* PROBLEM 1 *
In the article about the science Facebook page, rewrite the part that opens with "The purpose of" and closes with "on social media.", changing "fact-checkers" to "reviewers".
* PROBLEM 2 *
Pick up the article about the flagged science Facebook page after its last sentence and keep writing.

* EXTRACT *
The purpose of the Facebook page "I Fu**ing Love Science" is to popularize science while remaining scientifically accurate. However, one of its posts was recently flagged as "fake news" by Facebook fact-checkers.
The Facebook page "I Fu**ing Love Science" became an internet sensation a few years ago, largely because it had nice graphics, engaging headlines, and liberal use of the F word. The page now has over 25 million "likes" and is therefore a force to be reckoned with, at least on social media.
As the site grew in popularity, however, it also grew in controversy. Those nice graphics? A lot of them were taken without giving credit. That led to literally thousands of claims of copyright infringement. Those engaging headlines? It turns out that many of them are clickbait and sensationalism. One Twitter account satirically awarded IFLScience the "Worst Clickbaiter of 2018."
Given its track record, the most recent news probably shouldn't come as a surprise: One of IFLScience's posts was flagged by Facebook fact-checkers as spreading misinformation.
H/T: David Preston of the Seattle Politics Page on Facebook
The article, which was originally published in June 2019 and has been shared on Facebook more than 500,000 times, makes the outrageous claim that human civilization likely will end in 30 years. Despite the fact that the article was based on a report written by an Australian think-tank, the truth is that such a claim is not just outside the scientific mainstream but is way out there where the buses don't run. Earth isn't about to become Venus, so Facebook's decision to flag this post was probably really easy.

* GIVEN RECORDS *
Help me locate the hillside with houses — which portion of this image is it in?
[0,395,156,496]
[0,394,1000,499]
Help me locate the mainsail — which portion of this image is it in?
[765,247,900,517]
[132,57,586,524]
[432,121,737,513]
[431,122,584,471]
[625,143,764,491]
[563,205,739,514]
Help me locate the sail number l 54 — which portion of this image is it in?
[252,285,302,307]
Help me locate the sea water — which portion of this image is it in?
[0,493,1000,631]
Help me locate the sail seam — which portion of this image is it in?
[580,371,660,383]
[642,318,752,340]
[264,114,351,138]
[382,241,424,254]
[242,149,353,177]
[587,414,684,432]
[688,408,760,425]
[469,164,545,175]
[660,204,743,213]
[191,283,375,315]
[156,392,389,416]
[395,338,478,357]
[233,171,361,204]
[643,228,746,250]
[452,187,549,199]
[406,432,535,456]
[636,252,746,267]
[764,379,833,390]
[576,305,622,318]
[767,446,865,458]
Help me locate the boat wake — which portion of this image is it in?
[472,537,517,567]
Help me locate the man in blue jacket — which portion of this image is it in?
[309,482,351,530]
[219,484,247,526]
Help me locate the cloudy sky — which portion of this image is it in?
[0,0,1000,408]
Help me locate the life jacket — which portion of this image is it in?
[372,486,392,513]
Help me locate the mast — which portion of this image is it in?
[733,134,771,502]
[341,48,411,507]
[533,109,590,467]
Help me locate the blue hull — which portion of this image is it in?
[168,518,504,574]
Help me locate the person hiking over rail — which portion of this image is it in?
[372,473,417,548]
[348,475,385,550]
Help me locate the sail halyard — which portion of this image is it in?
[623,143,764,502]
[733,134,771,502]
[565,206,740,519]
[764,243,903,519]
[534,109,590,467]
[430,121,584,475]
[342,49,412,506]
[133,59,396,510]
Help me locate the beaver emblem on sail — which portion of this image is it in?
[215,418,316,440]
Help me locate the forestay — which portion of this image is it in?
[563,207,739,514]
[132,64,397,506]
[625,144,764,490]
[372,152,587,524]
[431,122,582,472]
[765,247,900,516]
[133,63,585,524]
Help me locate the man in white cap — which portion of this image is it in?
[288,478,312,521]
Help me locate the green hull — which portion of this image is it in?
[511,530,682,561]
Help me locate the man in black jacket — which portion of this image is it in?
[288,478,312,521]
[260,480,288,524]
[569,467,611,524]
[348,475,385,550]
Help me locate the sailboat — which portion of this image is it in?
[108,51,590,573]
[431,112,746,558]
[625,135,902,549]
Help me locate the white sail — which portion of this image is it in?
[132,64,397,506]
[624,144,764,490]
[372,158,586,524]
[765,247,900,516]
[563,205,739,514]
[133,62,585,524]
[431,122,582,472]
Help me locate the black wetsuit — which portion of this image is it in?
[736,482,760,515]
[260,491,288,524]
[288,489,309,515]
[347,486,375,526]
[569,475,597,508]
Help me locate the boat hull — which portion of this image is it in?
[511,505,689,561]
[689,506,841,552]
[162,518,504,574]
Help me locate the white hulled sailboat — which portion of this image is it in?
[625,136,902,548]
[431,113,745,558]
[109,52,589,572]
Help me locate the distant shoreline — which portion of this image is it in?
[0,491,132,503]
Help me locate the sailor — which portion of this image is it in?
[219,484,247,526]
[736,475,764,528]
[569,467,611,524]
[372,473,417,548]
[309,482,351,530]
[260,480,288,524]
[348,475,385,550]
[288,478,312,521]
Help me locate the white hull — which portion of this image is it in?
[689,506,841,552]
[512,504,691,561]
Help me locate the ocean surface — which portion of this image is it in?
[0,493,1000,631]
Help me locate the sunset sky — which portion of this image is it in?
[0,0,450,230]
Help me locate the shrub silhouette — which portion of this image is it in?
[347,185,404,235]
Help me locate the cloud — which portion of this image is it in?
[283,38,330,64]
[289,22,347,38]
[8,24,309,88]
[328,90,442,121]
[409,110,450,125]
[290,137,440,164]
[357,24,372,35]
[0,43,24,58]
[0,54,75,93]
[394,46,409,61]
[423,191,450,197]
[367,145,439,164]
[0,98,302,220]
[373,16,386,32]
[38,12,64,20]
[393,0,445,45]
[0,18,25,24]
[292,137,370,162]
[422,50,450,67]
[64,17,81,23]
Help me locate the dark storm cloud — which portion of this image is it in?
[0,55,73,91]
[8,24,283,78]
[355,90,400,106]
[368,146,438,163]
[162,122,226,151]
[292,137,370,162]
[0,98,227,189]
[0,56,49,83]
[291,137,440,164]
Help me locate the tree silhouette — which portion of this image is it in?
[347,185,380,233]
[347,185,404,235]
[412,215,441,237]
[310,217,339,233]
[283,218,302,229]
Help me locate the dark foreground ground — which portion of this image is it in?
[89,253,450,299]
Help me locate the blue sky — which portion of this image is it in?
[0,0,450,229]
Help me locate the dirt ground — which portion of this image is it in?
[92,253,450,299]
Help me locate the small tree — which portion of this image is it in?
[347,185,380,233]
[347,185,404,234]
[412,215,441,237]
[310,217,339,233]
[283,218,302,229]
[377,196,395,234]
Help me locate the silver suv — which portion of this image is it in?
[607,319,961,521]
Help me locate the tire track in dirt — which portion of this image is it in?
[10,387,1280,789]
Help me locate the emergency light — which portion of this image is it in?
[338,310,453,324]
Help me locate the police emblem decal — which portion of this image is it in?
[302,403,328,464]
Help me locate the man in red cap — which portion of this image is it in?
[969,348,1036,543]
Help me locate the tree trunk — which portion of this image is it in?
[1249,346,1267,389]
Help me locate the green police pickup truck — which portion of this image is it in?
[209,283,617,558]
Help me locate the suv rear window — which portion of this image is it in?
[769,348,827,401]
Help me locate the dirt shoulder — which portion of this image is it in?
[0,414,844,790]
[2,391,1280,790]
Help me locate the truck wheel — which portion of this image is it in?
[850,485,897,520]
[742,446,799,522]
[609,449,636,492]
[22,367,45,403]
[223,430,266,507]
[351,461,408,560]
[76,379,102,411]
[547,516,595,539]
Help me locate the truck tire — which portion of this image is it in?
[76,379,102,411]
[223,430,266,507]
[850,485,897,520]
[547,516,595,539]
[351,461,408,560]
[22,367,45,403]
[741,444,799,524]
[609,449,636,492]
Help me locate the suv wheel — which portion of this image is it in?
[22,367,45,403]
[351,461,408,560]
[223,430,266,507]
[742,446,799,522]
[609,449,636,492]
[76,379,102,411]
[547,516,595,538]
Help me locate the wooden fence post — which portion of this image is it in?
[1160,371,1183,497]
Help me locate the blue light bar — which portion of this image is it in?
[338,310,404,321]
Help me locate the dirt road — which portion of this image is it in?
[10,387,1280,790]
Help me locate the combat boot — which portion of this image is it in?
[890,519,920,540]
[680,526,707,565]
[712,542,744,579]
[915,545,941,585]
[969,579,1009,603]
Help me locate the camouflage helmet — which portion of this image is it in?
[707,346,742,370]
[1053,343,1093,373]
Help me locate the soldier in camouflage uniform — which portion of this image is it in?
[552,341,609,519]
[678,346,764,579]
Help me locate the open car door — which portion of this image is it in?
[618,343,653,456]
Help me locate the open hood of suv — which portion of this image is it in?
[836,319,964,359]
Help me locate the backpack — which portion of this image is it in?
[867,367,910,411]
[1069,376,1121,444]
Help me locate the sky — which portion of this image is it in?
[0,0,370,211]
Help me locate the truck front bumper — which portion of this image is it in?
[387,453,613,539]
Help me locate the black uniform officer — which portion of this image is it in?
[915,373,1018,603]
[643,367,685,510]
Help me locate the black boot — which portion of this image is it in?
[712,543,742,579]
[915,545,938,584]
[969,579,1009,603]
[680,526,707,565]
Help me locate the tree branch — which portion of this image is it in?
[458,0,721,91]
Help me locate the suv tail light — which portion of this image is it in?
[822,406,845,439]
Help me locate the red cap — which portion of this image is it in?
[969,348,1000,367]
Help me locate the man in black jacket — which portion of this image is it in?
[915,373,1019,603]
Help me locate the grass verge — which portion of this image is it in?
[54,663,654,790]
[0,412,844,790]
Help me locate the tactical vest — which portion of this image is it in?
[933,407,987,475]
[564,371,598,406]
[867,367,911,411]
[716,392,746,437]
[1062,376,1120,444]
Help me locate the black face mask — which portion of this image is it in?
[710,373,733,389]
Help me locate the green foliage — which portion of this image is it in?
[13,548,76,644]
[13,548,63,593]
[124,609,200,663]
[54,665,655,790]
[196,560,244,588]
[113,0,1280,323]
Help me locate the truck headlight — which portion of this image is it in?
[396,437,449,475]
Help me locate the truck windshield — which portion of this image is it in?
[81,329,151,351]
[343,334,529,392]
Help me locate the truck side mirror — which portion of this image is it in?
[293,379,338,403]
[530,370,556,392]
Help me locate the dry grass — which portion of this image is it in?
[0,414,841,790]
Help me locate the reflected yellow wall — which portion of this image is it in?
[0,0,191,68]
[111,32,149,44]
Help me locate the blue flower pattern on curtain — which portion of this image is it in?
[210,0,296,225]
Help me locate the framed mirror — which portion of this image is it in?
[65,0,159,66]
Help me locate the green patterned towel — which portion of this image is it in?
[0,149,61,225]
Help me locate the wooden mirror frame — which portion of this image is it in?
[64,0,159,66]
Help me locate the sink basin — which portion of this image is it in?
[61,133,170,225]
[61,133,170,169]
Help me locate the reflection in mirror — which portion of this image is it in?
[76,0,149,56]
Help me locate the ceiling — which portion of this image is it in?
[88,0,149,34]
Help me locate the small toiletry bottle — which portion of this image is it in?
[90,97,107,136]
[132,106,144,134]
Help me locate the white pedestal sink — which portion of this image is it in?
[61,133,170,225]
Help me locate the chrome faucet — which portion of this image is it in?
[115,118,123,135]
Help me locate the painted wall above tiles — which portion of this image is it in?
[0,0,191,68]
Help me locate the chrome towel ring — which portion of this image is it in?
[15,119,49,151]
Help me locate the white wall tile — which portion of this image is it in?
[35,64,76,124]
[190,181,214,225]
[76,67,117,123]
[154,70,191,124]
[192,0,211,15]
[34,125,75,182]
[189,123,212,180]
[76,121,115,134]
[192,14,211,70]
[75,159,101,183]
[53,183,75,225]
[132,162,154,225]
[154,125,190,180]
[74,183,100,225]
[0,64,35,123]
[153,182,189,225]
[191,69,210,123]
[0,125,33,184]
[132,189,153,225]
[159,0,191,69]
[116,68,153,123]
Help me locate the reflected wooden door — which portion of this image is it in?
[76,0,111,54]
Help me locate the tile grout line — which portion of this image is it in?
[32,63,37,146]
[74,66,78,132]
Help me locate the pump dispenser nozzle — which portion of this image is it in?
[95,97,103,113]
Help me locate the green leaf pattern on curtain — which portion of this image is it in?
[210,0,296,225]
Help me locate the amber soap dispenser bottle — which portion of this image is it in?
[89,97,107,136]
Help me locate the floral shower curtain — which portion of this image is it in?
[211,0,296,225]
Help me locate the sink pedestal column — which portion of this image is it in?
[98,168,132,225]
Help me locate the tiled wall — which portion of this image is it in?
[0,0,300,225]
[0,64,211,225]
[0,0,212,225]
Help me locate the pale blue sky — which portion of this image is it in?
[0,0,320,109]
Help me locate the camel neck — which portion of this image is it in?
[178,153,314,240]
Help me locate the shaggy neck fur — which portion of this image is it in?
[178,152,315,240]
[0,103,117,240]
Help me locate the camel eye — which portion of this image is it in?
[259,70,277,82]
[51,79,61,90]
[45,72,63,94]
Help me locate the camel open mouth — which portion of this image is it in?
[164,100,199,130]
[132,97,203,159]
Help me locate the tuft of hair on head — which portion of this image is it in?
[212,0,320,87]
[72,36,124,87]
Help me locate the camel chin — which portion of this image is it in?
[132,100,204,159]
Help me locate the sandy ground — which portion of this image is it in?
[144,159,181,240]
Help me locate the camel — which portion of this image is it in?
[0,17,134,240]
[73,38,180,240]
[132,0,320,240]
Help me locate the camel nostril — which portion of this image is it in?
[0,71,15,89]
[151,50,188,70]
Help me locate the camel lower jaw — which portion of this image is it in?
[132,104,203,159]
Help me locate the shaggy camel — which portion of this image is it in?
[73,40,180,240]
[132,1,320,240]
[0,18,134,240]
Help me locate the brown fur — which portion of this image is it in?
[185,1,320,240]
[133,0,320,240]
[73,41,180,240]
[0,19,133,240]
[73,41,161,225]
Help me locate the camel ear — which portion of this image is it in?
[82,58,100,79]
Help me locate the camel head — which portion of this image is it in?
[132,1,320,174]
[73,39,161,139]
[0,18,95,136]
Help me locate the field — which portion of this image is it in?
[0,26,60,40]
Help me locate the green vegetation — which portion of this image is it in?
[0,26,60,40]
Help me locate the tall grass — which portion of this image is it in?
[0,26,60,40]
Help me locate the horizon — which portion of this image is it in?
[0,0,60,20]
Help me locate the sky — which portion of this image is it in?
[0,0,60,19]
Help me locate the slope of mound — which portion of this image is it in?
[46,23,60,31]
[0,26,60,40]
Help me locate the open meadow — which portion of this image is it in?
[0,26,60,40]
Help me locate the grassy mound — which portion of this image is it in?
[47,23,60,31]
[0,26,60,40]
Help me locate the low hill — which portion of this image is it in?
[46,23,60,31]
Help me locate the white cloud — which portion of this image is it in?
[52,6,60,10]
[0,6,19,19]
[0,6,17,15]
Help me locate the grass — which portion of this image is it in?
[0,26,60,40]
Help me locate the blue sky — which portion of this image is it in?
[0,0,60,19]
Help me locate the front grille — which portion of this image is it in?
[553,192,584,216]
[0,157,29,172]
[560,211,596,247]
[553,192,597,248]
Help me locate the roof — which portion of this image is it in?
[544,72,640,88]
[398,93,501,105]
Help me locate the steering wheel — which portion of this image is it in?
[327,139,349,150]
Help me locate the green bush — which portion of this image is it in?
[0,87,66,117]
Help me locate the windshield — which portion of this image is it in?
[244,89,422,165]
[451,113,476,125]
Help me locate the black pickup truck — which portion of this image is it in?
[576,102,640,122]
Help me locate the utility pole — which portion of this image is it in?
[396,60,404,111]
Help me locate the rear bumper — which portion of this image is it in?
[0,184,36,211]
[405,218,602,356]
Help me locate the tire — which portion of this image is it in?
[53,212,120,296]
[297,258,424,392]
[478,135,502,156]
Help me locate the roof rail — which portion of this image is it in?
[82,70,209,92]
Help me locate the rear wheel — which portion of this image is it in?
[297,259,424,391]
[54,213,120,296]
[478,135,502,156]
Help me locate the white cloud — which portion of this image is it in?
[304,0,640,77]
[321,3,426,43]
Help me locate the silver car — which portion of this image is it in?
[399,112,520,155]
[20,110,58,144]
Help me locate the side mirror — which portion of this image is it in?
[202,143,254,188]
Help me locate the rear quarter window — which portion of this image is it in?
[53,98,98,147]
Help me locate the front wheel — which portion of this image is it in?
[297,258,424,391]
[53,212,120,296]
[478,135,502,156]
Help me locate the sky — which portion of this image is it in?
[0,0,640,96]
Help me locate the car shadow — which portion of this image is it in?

* EXERCISE OUTPUT 1 *
The purpose of the Facebook page "I Fu**ing Love Science" is to popularize science while remaining scientifically accurate. However, one of its posts was recently flagged as "fake news" by Facebook reviewers.
The Facebook page "I Fu**ing Love Science" became an internet sensation a few years ago, largely because it had nice graphics, engaging headlines, and liberal use of the F word. The page now has over 25 million "likes" and is therefore a force to be reckoned with, at least on social media.

* EXERCISE OUTPUT 2 *
IFLScience might be keeping Facebook's fact-checkers busy for a while. Other than dubious research, the page's news feed is also filled with shallow or gratuitously titillating content.
Basically, IFLScience has become the Daily Mail of science journalism.
Where should you go if you want accurate scientific information written for a general audience (other than ACSH, of course)? It's becoming increasingly difficult to say. Between publishing a conspiratorial anti-medical rant and claiming that climate change will turn vegetables into junk food, Scientific American has gone absolutely crazy. The news arm of the journal Science has republished environmentalist propaganda. And multiple media outlets have botched their coverage of the coronavirus.
In 2017, ACSH partnered with RealClearScience to create a graphic depicting the best and worst science news sites. It was controversial because we called out several high-profile outlets, such as the New York Times, for regularly publishing junk science.
Unfortunately, the quality of science journalism has gotten even worse since then.